## EXERCISE DETAILS
Copy out the listing that follows, exactly, without its pictures.

## MATERIAL PROVIDED
====================

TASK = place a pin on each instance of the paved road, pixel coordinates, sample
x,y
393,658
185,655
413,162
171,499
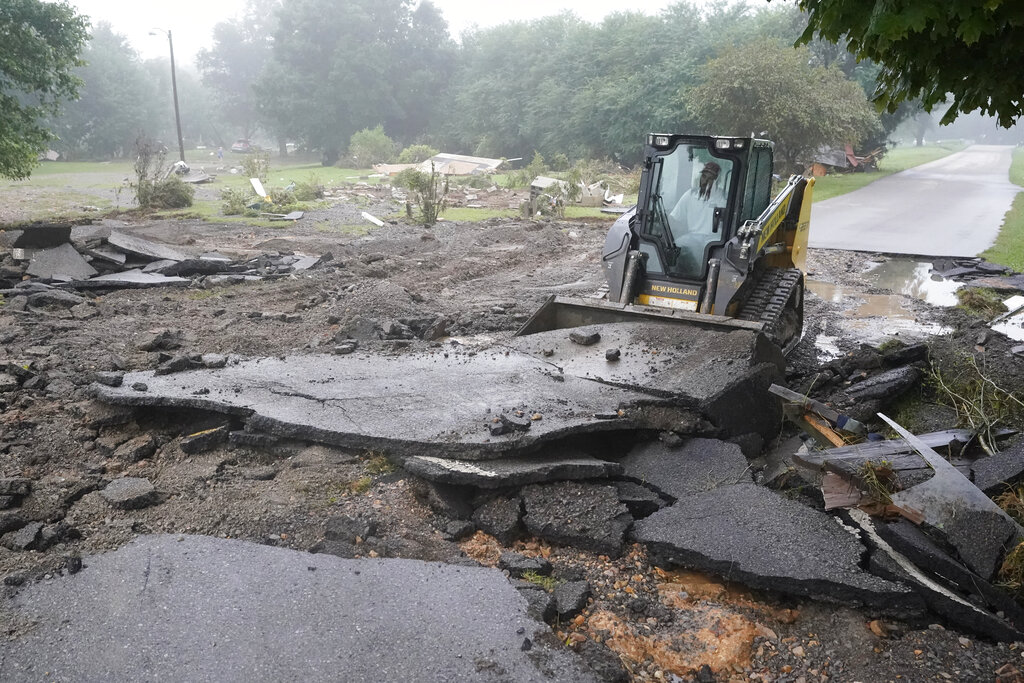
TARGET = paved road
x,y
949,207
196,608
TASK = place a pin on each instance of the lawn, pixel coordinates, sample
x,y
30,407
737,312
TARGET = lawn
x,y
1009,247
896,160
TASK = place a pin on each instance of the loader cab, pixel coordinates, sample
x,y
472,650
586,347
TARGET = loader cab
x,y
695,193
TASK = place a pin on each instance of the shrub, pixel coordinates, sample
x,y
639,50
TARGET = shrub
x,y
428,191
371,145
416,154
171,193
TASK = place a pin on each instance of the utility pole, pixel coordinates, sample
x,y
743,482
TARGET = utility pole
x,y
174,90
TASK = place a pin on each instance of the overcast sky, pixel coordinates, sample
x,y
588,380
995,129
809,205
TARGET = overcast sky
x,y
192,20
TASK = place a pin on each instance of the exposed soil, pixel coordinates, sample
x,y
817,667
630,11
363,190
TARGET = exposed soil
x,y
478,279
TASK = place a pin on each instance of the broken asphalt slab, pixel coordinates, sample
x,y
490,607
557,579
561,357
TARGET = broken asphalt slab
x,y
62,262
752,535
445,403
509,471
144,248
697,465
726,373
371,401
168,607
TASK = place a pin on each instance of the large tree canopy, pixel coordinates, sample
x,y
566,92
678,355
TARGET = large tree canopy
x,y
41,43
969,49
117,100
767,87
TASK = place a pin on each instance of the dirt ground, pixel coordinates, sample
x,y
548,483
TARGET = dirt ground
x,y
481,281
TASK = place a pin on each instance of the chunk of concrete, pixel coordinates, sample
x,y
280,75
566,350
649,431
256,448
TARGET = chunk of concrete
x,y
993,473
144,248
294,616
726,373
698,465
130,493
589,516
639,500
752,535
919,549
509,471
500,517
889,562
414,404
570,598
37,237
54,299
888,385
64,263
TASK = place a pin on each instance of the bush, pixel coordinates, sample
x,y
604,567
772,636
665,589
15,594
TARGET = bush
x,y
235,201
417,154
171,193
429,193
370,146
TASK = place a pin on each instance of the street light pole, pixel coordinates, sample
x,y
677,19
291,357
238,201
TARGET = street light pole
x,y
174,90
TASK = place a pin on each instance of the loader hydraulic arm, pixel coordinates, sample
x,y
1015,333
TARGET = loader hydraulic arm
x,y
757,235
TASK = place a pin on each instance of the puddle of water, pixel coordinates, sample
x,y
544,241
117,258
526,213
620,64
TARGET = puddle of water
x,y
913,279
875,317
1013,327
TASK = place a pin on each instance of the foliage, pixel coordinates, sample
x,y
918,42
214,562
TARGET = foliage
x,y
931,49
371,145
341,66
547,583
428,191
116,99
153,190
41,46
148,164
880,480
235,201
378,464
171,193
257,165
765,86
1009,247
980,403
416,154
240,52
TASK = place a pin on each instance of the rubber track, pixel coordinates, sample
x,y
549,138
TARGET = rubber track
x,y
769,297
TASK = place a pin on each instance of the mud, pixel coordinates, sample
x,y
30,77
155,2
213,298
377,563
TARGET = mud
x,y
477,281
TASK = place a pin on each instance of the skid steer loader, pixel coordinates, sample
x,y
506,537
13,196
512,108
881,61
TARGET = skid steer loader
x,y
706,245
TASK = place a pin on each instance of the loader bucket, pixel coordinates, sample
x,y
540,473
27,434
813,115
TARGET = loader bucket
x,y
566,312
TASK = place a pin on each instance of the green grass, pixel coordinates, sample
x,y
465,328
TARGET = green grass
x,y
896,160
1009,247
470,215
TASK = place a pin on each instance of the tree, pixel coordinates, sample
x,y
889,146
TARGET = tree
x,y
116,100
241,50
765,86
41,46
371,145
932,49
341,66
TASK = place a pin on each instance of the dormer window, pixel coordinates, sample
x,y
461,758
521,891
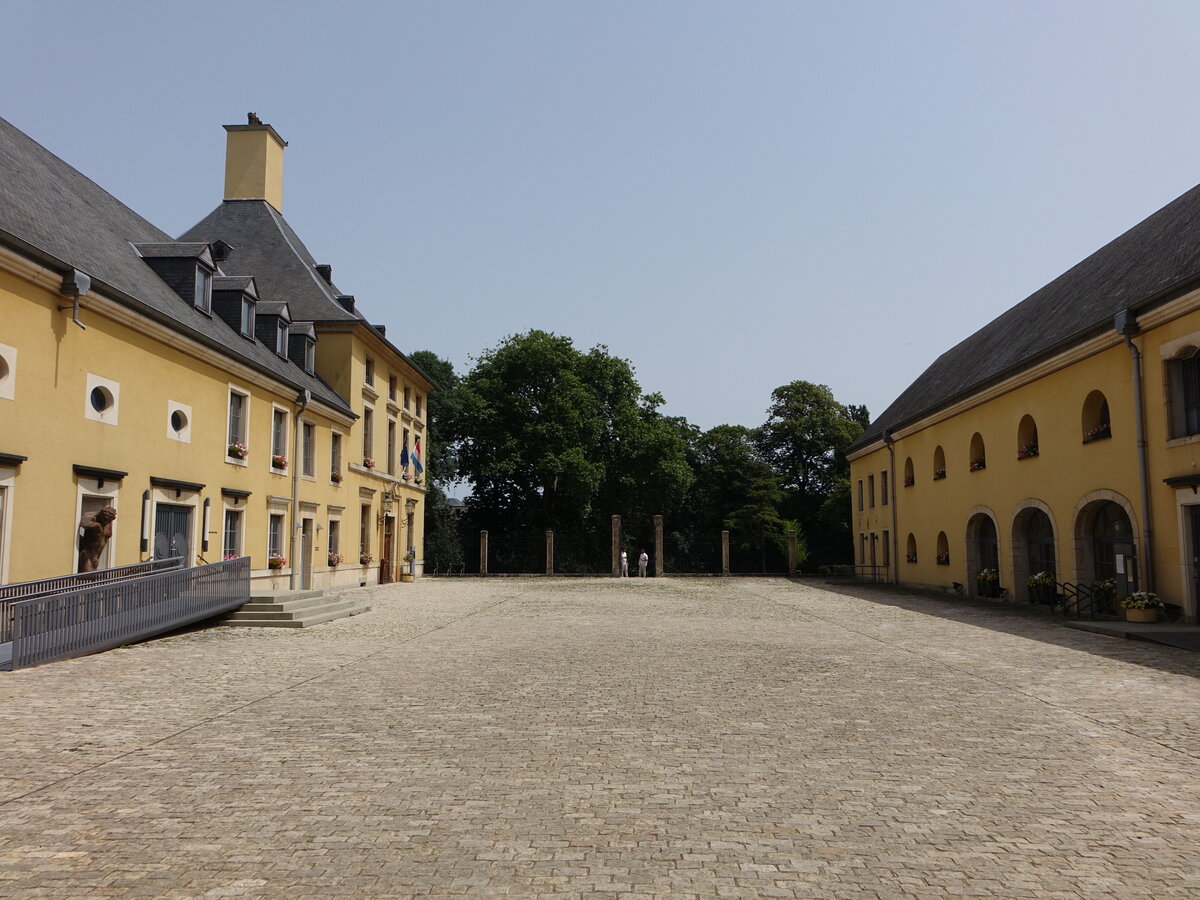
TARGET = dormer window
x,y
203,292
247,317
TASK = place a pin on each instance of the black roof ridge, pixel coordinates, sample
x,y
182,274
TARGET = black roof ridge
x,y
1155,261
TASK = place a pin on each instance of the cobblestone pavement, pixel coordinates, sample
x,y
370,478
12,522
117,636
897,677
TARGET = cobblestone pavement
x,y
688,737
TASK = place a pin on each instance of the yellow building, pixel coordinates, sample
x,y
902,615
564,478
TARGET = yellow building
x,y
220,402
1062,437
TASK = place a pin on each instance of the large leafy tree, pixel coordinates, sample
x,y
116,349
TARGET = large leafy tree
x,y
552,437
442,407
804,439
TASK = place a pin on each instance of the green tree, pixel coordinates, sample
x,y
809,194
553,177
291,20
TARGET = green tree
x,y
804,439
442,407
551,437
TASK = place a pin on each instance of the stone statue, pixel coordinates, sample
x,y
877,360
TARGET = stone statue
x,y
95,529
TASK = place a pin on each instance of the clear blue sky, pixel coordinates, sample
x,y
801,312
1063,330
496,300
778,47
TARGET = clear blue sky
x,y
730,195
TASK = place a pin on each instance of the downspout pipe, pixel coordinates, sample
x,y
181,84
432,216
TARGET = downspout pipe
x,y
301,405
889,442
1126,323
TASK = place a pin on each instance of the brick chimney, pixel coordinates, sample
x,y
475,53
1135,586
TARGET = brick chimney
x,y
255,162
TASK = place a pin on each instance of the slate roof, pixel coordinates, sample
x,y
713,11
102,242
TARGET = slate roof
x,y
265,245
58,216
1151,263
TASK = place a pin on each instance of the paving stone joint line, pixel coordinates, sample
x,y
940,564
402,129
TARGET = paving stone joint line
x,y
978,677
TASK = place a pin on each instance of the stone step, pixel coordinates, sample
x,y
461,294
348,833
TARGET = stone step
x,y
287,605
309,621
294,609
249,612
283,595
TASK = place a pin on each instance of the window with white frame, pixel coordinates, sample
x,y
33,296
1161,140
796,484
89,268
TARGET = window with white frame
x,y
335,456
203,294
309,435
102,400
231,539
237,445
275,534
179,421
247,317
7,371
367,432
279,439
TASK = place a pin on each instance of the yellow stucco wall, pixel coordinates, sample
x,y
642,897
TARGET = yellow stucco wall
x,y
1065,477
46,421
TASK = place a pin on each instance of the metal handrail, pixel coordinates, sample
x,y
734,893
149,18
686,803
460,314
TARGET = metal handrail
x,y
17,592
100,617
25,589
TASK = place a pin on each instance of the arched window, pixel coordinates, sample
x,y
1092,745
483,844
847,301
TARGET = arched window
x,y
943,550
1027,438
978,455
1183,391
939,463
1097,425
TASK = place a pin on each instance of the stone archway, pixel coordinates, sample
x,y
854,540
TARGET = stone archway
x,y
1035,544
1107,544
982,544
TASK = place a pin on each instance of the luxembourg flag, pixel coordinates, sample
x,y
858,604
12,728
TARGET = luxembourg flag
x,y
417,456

====================

## WRITTEN RESPONSE
TASK = place a pin on each instance of the paved road, pixel coordinates, sample
x,y
393,658
185,655
413,162
171,499
TARGET = paved road
x,y
949,207
196,608
TASK = place a pin on each instance of the lawn, pixel coordinates, sample
x,y
30,407
737,312
TARGET = lawn
x,y
1009,247
896,160
TASK = place a pin on each instance of the loader cab, pixel coordinates, sample
x,y
472,650
586,347
TARGET = loader cab
x,y
695,193
TASK = place a pin on each instance of the shrub, pixel coordinates, sample
x,y
639,50
TARGET = shrub
x,y
428,191
371,145
416,154
171,193
TASK = place a pin on each instance of the utility pole, pixel coordinates, sample
x,y
743,482
TARGET = utility pole
x,y
174,90
TASK = place a pin on each instance of the overcast sky, pixel coordinates, sample
x,y
588,380
995,129
809,205
TARGET = overcast sky
x,y
192,20
TASK = place a pin on each instance of the exposed soil, pixel coordinates, sample
x,y
817,667
630,11
363,190
TARGET = exposed soil
x,y
478,279
TASK = place a pin on each instance of the broken asphalt slab, pixel coordinates, sample
x,y
490,607
557,579
561,357
TARGET = broken asphalt slab
x,y
62,262
752,535
445,403
509,471
144,248
697,465
726,373
371,401
168,607
TASK = place a pin on each instance of the large tree canopy, pixel coordinates, sample
x,y
566,92
678,355
TARGET = large tree canopy
x,y
41,43
969,49
117,100
767,87
TASK = place a pin on each instance of the dirt ground, pixel coordinates, sample
x,y
548,483
TARGET = dirt ground
x,y
481,281
TASK = place a pin on each instance of the chunk of concrete, pixel coordinates, sample
x,y
280,75
566,350
649,431
256,448
TARGET = chunk of concrete
x,y
993,473
144,248
294,616
726,373
698,465
130,493
589,516
639,500
752,535
919,549
509,471
500,517
889,562
414,404
570,598
37,237
54,299
888,385
64,263
TASK = place a pin on each instance of the bush, pixel coordinates, sample
x,y
604,567
772,636
665,589
15,594
TARGET = bush
x,y
235,201
417,154
171,193
429,193
370,146
TASK = place a pin on each instance of the street light pole, pixel coordinates, sample
x,y
677,19
291,357
238,201
TARGET = street light pole
x,y
174,90
TASK = place a pin on each instance of the loader hydraulic arm, pixel coordinates, sample
x,y
1015,333
TARGET = loader hydraulic arm
x,y
757,235
TASK = place a pin on each instance of the puddle of water, pixel coordinates, sample
x,y
544,241
117,258
526,213
620,64
TARGET = puddle of water
x,y
913,279
875,317
1013,327
TASK = place a pin on each instance of the foliage, pixel coordinates, sample
x,y
918,42
214,562
TARGET = foliage
x,y
931,49
371,145
341,66
547,583
428,191
116,99
153,190
41,46
148,164
880,480
235,201
378,464
171,193
257,165
765,86
1009,247
980,403
416,154
240,52
TASK = place a pin on each instance of the rubber track, pixel coordinates, sample
x,y
549,138
TARGET = rubber track
x,y
769,297
TASK = place a pin on each instance of the mud, pixel coordinates, sample
x,y
30,77
155,2
213,298
377,563
TARGET = mud
x,y
477,281
TASK = place a pin on each instance of the skid steer loader, pixel coordinates, sample
x,y
506,537
13,196
512,108
881,61
TARGET = skid steer loader
x,y
706,245
TASK = place a pin on each instance of the loader bucket, pixel coordinates, sample
x,y
540,473
27,434
813,115
TARGET = loader bucket
x,y
566,312
TASK = place a pin on each instance of the green grass, pixel coordinates, sample
x,y
465,328
TARGET = green grass
x,y
896,160
1009,247
470,215
TASK = place a pin on each instance of the tree, pixel coordinates, sample
x,y
889,146
TARGET = tree
x,y
116,100
241,50
765,86
41,46
371,145
932,49
341,66
TASK = place a pin on each instance of the dormer window, pixel coordinates, sample
x,y
461,758
521,891
TARGET = dormer window
x,y
203,292
247,317
TASK = place a pin on each instance of the black roof ridge, pixel coordinates, sample
x,y
182,274
TARGET = black roof ridge
x,y
1155,261
TASK = place a pin on each instance of the cobblestone pavement, pixel coordinates, sample
x,y
370,478
12,522
117,636
897,677
TARGET = cobblestone pavement
x,y
688,737
TASK = place a pin on each instance of the yellow building, pixel coordinates, sample
x,y
902,615
564,478
TARGET = yellow building
x,y
220,402
1062,437
TASK = place a pin on each instance of the large leafy tree, pixel coordinates, sample
x,y
116,349
TARGET = large leafy tree
x,y
552,437
442,407
804,439
TASK = place a pin on each instance of the green tree, pixel coordinates, sample
x,y
809,194
553,177
291,20
TARGET = green tree
x,y
804,439
442,407
551,437
TASK = place a pin on each instance of the stone statue, pixel coordinates, sample
x,y
877,360
TARGET = stone statue
x,y
95,529
TASK = place a pin on each instance of the clear blue sky, pixel coordinates, sample
x,y
801,312
1063,330
496,300
778,47
TARGET = clear blue sky
x,y
730,195
TASK = place a pin on each instance of the downspout pipe, pixel coordinates, sample
x,y
181,84
432,216
TARGET = downspout pipe
x,y
301,405
889,442
1126,323
TASK = place a pin on each instance of the brick chimney, pixel coordinates, sample
x,y
475,53
1135,586
TARGET = brick chimney
x,y
255,162
TASK = place a pin on each instance of the slate roof, pixel coordinates, sample
x,y
713,11
102,242
TARGET = slate roof
x,y
265,245
58,216
1151,263
TASK = place a pin on each instance of the paving stone joint line, pixel coordinates, sample
x,y
940,564
402,129
TARGET = paving stone joint line
x,y
978,677
TASK = place a pin on each instance of the stone step, pixel coordinates, sample
x,y
461,294
348,833
TARGET = stone step
x,y
287,605
309,621
294,609
249,612
283,595
TASK = place a pin on each instance of the window with white frame, pixel coordinates, sample
x,y
33,296
1161,140
796,484
89,268
TARGET = window with white frame
x,y
335,456
203,294
309,435
102,400
231,539
237,445
275,534
179,421
247,317
7,371
367,432
279,439
TASK = place a pin on each instance of the yellow stucco wall, pixel coordinates, sample
x,y
642,897
TARGET = yellow stucco wall
x,y
1065,477
46,421
TASK = place a pin on each instance of the metal handrail, pixel coordinates, sample
x,y
734,893
149,18
686,803
460,314
TARGET = metal handrail
x,y
17,592
100,617
25,589
TASK = place a pin on each instance of the arched window, pixel coordinates, sample
x,y
1092,745
483,844
847,301
TARGET = arched window
x,y
943,550
1027,438
978,455
1183,391
939,463
1097,425
TASK = place a pin on each instance of the stone archway, pixel coordinates, sample
x,y
854,540
TARGET = stone archway
x,y
1035,544
1107,544
982,544
TASK = place a pin on each instance of the luxembourg flag, pixel coordinates, sample
x,y
858,604
12,728
TARGET = luxembourg flag
x,y
417,456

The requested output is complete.